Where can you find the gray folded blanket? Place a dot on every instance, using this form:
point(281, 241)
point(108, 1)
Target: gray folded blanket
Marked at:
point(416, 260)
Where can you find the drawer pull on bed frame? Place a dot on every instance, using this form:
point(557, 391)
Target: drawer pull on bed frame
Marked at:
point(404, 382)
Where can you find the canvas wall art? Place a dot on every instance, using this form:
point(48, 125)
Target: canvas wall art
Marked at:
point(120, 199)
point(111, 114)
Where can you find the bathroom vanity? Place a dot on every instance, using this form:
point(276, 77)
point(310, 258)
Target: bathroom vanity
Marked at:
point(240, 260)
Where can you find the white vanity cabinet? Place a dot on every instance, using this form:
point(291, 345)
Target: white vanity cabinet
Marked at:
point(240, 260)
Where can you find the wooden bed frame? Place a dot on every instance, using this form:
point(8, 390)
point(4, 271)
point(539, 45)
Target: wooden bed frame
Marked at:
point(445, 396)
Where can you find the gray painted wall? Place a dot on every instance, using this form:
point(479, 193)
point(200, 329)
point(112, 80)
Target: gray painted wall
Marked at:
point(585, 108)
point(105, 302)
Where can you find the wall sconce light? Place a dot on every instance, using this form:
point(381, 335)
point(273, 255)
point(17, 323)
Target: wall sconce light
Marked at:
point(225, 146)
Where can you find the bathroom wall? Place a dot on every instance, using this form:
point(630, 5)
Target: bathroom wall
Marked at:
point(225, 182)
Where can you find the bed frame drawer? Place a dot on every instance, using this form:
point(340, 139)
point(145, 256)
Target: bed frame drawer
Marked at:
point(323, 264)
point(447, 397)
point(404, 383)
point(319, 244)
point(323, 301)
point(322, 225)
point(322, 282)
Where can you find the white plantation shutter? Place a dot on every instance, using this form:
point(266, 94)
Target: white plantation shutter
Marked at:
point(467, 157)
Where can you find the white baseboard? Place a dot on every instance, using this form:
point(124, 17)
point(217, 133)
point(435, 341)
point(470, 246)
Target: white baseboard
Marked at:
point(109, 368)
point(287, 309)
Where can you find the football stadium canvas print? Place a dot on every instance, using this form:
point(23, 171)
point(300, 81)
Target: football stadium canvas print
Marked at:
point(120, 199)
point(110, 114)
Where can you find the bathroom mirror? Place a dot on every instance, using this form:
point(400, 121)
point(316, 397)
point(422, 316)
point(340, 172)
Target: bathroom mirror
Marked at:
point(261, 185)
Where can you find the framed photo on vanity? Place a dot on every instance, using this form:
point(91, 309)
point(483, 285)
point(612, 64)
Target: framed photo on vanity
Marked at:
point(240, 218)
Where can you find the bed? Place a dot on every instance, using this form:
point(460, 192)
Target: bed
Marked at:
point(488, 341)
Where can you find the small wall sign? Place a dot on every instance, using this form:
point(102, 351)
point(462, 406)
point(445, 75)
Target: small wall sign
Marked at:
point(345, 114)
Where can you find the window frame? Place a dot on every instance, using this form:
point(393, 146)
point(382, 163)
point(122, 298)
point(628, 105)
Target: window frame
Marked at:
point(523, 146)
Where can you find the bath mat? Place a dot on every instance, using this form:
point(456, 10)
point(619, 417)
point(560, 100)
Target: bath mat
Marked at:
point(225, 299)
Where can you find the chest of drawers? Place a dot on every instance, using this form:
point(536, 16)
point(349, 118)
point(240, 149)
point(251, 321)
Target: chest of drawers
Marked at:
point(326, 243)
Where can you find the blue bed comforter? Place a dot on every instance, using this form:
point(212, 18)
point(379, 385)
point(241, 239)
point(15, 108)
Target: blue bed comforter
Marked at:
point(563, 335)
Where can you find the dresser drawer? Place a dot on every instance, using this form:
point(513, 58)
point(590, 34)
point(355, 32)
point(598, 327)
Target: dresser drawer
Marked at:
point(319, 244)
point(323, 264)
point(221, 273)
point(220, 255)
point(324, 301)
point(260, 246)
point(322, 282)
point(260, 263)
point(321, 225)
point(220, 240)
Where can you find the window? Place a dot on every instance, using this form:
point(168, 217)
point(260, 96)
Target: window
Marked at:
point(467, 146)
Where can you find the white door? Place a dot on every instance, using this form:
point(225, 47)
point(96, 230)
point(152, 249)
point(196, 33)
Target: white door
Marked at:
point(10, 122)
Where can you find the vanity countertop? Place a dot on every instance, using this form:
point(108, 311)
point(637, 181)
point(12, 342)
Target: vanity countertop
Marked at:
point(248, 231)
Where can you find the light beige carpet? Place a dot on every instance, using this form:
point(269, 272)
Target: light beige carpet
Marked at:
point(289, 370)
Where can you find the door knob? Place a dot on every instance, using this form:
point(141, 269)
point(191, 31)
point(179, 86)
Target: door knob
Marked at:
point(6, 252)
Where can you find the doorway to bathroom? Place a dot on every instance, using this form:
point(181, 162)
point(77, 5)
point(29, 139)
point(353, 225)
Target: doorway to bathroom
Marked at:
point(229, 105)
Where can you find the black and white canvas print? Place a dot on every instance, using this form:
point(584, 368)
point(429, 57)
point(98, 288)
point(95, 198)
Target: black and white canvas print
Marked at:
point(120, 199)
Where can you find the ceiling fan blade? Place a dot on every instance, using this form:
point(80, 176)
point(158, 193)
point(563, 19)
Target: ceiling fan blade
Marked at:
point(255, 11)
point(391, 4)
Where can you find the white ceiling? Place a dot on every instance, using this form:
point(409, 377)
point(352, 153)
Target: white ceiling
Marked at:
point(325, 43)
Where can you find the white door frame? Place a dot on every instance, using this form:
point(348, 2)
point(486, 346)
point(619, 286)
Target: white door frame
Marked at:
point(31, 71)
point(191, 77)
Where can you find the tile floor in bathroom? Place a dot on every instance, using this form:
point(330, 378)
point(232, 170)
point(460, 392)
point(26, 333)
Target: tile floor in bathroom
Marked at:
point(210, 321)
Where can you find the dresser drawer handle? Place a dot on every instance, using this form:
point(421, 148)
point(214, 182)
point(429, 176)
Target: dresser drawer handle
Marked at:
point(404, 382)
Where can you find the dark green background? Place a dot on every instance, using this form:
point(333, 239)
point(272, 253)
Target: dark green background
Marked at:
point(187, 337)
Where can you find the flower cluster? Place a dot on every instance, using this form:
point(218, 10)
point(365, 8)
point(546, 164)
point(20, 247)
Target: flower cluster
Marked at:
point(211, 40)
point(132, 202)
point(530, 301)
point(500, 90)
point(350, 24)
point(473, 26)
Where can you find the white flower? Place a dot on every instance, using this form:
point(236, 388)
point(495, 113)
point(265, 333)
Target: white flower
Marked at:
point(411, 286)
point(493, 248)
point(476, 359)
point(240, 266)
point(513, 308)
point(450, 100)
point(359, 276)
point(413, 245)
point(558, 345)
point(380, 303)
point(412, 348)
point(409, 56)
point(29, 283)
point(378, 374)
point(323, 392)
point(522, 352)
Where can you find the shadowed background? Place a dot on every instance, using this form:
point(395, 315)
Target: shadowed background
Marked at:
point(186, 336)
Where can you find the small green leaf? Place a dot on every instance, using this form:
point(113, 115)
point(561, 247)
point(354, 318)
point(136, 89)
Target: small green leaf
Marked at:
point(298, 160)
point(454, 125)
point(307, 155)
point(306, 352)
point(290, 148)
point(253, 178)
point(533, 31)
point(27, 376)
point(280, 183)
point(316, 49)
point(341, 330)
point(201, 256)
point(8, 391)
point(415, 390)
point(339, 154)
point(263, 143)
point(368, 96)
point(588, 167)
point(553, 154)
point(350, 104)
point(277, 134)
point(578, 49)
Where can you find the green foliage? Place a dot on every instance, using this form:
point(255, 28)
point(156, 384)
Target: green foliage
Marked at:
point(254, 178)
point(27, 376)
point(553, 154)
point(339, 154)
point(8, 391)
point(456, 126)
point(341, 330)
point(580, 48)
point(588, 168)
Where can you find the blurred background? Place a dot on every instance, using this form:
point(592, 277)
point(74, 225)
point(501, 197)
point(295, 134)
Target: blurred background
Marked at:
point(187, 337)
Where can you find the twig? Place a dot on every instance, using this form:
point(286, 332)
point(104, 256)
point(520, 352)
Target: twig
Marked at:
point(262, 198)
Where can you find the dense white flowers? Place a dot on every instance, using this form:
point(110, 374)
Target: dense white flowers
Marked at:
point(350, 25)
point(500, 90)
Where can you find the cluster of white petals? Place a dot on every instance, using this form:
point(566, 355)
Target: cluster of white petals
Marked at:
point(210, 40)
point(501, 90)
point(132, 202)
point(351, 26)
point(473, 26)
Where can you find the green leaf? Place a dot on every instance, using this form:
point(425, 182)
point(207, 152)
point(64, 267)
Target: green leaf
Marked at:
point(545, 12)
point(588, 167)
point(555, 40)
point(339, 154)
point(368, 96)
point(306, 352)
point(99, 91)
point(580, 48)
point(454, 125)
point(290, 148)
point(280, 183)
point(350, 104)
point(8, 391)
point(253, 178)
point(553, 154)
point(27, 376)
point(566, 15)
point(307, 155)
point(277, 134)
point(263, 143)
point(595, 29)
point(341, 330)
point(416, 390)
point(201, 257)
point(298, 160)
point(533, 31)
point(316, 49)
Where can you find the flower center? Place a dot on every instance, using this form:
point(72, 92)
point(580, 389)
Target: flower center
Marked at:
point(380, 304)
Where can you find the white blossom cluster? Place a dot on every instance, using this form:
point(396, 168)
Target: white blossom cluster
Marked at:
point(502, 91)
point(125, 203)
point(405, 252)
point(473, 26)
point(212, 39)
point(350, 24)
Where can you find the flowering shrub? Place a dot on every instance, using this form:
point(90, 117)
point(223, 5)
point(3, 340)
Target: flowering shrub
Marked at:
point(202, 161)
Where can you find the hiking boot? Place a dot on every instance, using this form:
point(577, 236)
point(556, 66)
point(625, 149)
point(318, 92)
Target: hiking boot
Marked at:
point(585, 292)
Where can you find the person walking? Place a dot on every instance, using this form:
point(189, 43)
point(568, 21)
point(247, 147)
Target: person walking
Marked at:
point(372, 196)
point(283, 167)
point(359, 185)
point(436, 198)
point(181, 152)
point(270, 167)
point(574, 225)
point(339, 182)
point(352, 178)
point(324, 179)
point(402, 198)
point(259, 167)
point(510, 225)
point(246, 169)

-=-=-

Reproduza o material começando no início e terminando na linha que contém "point(416, 260)", renomeando "blanket" para "quilt" e mantendo todo o restante inalterado.

Where can you find the gray folded quilt? Place a dot on every instance, using this form:
point(281, 241)
point(108, 1)
Target: gray folded quilt
Marked at:
point(416, 260)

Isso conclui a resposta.